The task —
Turn every line of the data below into a Markdown table with two columns, "Row" and "Line". Number each line in order and skip any blank lines.

Records for the exercise —
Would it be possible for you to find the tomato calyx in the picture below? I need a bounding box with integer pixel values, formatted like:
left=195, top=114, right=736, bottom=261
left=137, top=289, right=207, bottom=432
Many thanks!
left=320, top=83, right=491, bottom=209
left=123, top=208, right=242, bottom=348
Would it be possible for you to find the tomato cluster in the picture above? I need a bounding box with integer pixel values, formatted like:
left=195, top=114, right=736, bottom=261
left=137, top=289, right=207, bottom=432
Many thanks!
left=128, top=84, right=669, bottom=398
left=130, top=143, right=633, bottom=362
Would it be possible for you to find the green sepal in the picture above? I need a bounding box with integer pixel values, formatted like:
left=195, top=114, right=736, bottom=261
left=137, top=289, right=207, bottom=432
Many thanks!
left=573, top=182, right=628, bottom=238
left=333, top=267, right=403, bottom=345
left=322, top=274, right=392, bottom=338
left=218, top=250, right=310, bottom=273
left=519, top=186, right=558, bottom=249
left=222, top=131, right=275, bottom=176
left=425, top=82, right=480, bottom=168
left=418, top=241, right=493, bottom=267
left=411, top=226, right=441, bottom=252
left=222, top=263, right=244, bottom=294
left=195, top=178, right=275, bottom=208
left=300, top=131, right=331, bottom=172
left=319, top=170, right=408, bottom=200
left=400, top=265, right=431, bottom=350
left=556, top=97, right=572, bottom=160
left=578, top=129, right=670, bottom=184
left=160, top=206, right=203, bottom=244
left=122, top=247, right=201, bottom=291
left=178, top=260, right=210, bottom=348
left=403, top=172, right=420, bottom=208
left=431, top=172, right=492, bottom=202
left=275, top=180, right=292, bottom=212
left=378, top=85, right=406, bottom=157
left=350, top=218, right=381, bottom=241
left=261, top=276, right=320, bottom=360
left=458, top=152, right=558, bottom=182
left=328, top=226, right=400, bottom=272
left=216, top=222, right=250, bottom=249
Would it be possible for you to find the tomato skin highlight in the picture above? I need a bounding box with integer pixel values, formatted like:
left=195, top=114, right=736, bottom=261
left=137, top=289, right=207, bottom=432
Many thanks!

Problem solution —
| Row | Line |
|---|---|
| 1 | Would it be possible for you to find the tomato calyx in the picture below? I need a bounding box with integer pixel values, formatted like: |
| 2 | left=195, top=114, right=736, bottom=261 |
| 3 | left=137, top=289, right=207, bottom=432 |
| 4 | Many thanks! |
| 5 | left=320, top=83, right=491, bottom=209 |
| 6 | left=123, top=208, right=242, bottom=348 |
| 7 | Would it be possible for you to find the tomato cluster in the picture above? I need a bounding box with integer pixel values, formatted like: |
| 8 | left=195, top=114, right=736, bottom=261 |
| 9 | left=137, top=289, right=207, bottom=432 |
| 10 | Many thanks! |
| 11 | left=128, top=84, right=669, bottom=398 |
| 12 | left=130, top=143, right=633, bottom=362 |
| 13 | Would it be possible for you to find the green sepal in the picture above? I need a bounding box with integer pixel values, formatted like: |
| 14 | left=195, top=114, right=736, bottom=261 |
| 15 | left=137, top=289, right=207, bottom=432 |
| 16 | Many thanks! |
| 17 | left=573, top=182, right=628, bottom=238 |
| 18 | left=333, top=267, right=403, bottom=345 |
| 19 | left=322, top=274, right=392, bottom=338 |
| 20 | left=218, top=250, right=310, bottom=273 |
| 21 | left=519, top=186, right=558, bottom=249 |
| 22 | left=222, top=131, right=275, bottom=176 |
| 23 | left=425, top=82, right=480, bottom=168 |
| 24 | left=418, top=241, right=493, bottom=267 |
| 25 | left=411, top=226, right=441, bottom=252 |
| 26 | left=222, top=263, right=244, bottom=294 |
| 27 | left=195, top=178, right=275, bottom=208 |
| 28 | left=300, top=131, right=331, bottom=172 |
| 29 | left=319, top=170, right=408, bottom=200 |
| 30 | left=400, top=265, right=431, bottom=350 |
| 31 | left=556, top=97, right=572, bottom=160 |
| 32 | left=578, top=129, right=670, bottom=184 |
| 33 | left=160, top=206, right=203, bottom=244 |
| 34 | left=122, top=247, right=201, bottom=291 |
| 35 | left=178, top=260, right=210, bottom=348 |
| 36 | left=403, top=172, right=420, bottom=208 |
| 37 | left=431, top=172, right=492, bottom=202 |
| 38 | left=275, top=180, right=292, bottom=212 |
| 39 | left=378, top=85, right=406, bottom=157 |
| 40 | left=350, top=218, right=381, bottom=241 |
| 41 | left=261, top=276, right=320, bottom=360 |
| 42 | left=458, top=152, right=558, bottom=182 |
| 43 | left=328, top=226, right=400, bottom=272 |
| 44 | left=216, top=222, right=250, bottom=249 |
| 45 | Would it be possible for you to find the tomato skin highlight in the picture above? I need a bounding box with integer pixel values, formatted like: |
| 46 | left=195, top=114, right=736, bottom=261 |
| 47 | left=137, top=289, right=207, bottom=432 |
| 48 | Many thanks! |